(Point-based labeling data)
================

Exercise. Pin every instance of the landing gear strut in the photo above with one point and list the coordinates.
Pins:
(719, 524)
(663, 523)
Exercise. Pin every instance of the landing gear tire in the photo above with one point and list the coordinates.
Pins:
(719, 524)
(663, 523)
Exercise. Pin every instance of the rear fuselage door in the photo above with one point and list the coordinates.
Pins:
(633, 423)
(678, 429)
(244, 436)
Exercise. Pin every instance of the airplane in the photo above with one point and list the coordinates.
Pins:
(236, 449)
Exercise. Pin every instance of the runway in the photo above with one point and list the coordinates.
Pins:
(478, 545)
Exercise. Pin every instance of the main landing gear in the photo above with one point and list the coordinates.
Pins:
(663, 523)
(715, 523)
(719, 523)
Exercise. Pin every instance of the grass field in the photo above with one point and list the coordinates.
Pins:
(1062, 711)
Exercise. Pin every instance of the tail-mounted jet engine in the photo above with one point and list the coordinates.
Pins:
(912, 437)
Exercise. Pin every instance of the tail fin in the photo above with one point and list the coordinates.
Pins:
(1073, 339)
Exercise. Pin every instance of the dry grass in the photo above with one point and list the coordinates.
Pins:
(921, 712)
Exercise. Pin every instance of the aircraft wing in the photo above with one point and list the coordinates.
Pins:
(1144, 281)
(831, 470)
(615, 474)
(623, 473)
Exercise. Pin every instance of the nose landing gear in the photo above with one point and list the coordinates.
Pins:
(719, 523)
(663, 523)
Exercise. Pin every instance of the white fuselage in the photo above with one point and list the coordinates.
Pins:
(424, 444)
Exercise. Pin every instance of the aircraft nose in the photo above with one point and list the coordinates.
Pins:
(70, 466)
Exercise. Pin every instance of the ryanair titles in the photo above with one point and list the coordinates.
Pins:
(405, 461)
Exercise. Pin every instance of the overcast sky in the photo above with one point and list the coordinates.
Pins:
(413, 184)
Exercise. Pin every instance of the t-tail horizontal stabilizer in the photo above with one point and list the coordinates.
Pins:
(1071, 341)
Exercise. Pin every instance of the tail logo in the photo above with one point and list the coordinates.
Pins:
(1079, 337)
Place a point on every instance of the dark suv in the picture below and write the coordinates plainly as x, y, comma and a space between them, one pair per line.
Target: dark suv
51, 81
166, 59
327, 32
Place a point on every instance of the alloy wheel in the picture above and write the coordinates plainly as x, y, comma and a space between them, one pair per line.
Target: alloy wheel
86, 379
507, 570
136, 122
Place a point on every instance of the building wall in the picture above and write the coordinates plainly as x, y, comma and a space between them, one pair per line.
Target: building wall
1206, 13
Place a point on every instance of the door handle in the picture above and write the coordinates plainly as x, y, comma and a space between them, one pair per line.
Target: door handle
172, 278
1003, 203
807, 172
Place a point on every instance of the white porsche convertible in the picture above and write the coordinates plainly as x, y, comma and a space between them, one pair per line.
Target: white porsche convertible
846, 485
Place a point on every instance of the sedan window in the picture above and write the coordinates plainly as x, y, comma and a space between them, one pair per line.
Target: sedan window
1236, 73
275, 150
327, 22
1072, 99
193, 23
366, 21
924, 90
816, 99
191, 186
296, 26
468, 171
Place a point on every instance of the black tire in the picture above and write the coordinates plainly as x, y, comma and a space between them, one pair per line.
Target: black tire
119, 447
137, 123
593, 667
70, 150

================

Swap "coordinates" for "positions" everywhere in the entries, leaving every other word unchanged.

— Exercise answer —
Exercise. Pin every instance of the landing gear strut in the photo above with one point and list the positions.
Pins:
(719, 524)
(663, 523)
Exercise. Pin every instance of the landing gear tire in the photo above with one point and list the positions.
Pins:
(719, 524)
(663, 523)
Exercise. Pin every instance of the rear fuselage door in the photo above with one point and list the positions.
Pins:
(633, 423)
(678, 429)
(244, 436)
Exercise. Pin every instance of the airplane in the photo above with one point and list the positions.
Pins:
(236, 449)
Exercise. Pin every instance of the runway in the photo above with one point and list the positions.
Pins:
(478, 545)
Exercise. Pin every instance of the main landing gear in the photo above with one point and list the positions.
Pins:
(663, 523)
(715, 523)
(719, 523)
Exercise. Pin every instance of the grass field in the photo above with one point and list the positions.
Pins:
(1062, 711)
Exercise. Pin every instance of the tail-mounted jet engine in the photo above with one point and list the positions.
Pins:
(912, 437)
Exercise. Pin every instance of the tail fin in the photo above with one point and list the positions.
Pins:
(1073, 339)
Exercise. Pin every instance of the dry grass in the photo above with one point and list the positions.
Pins:
(921, 712)
Exercise. Pin every instance of the aircraft wing in the photo above with one point and list the positions.
Pins:
(1144, 281)
(831, 470)
(615, 474)
(623, 473)
Exercise. Pin every instance of the nose landing gear in the photo above with one point and list the positions.
Pins:
(719, 523)
(663, 523)
Exercise. Pin every instance of the white fuselage in the photo above with one point and list the positions.
Pins:
(424, 444)
Exercise. Pin every instance of the aircraft nose in the photo above with one point and list the positions.
Pins:
(70, 466)
Exercise. Pin every instance of the ryanair titles in the photo above with one point and list the positions.
Pins:
(405, 461)
Exercise. Pin every instance of the overcast sky in the photo above with one point and list the positions.
Pins:
(413, 184)
Exercise. Pin every instance of the t-tail horizontal stabilizer in the photo above with one point and list the positions.
Pins:
(1071, 341)
Exercise. Pin every instance of the tail logo in the photo above with one point and list the positions.
Pins:
(1079, 337)
Place a point on every instance of the dark suv in the picture below and write the positions plainly as x, y, comma and a space between them, one pair per line.
Target: dark suv
51, 81
166, 59
327, 32
Place a point on every instance of the alloy wheel in the picture above and write the positions plainly as x, y, comma and a space between them, one pair per line.
Target: alloy wheel
86, 379
507, 570
136, 122
Place a point on every instance of the building wall in the picture above and write the positions plainly as x, y, comma and a space between them, one pair per line.
Target: building wall
1206, 13
Place a point on every instance of the door handle in the picture above and write the positions plainly as x, y, comma and a space between them, one pair per line.
Target: door handle
172, 278
1003, 203
807, 172
Place a point on every instance of the white porsche convertible in the picture above and write the positions plainly as x, y, comma and a space between them, one pair per line.
Target: white porsche convertible
846, 485
Place a point on every instance of the sedan window in the picture above and write the positions plainly as x, y, comma and a space between them, one pair per line.
Target: sedan window
1236, 73
275, 150
327, 22
1072, 99
193, 23
366, 21
924, 90
816, 99
191, 186
296, 26
468, 171
Place a point on every instance of the black tire in the picture above and write the positions plainly as x, y, comma and a space between them, one pair per line.
Target: black tire
119, 447
137, 123
593, 667
70, 150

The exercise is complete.